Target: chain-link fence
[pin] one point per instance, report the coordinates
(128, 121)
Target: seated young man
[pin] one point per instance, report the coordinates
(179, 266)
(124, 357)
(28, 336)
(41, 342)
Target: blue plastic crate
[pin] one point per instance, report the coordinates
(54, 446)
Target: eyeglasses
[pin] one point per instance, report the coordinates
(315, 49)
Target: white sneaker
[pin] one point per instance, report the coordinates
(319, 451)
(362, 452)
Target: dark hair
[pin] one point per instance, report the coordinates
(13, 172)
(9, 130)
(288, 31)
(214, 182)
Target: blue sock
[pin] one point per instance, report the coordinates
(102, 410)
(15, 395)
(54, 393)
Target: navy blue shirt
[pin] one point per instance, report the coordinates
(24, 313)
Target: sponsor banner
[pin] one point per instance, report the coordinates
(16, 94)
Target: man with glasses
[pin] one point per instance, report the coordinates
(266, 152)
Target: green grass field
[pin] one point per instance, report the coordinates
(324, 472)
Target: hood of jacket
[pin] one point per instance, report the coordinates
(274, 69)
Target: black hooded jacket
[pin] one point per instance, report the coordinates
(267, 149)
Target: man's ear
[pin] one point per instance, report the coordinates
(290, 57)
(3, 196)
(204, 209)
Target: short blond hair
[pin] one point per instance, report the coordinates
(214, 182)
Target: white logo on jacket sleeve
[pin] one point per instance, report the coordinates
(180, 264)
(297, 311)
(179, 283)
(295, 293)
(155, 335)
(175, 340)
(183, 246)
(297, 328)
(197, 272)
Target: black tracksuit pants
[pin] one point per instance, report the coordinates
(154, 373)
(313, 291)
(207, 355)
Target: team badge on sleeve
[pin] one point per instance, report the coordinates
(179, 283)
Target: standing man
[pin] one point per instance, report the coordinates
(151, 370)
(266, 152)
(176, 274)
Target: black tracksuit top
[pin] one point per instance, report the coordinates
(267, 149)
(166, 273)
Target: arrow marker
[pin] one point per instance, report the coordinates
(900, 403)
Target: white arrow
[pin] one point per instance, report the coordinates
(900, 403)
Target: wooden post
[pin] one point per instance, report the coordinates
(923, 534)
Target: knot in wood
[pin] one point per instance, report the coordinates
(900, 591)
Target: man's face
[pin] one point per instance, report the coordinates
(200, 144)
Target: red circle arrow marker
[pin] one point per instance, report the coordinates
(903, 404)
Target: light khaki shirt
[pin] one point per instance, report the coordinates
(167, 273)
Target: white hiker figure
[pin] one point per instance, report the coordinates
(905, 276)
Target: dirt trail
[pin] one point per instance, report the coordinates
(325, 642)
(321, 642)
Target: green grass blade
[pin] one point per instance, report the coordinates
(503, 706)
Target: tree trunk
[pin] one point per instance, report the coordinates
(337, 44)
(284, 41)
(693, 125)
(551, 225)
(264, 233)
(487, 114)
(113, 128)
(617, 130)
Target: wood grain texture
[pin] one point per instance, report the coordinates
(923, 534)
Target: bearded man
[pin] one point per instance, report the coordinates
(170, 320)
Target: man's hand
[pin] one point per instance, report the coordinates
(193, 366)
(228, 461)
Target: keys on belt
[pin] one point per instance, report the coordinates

_ _ _

#### [Exercise aim]
Starting at the line that contains "Target: tree trunk" and continuing to the end of the rows, write those lines out again with "coordinates" replaced by "location" everywhere it appears, changing nothing else.

#### [Task response]
Target: tree trunk
[pin] one point per instance, report the location
(337, 44)
(284, 41)
(693, 125)
(551, 225)
(264, 233)
(487, 114)
(113, 128)
(617, 130)
Target: wood grain texture
[pin] one point per instance, report the location
(923, 534)
Target: bearded man
[pin] one point per instance, report the location
(170, 320)
Target: man's hand
[pin] one point per instance, report the location
(193, 366)
(228, 461)
Target: keys on belt
[pin] one point per instance, report the location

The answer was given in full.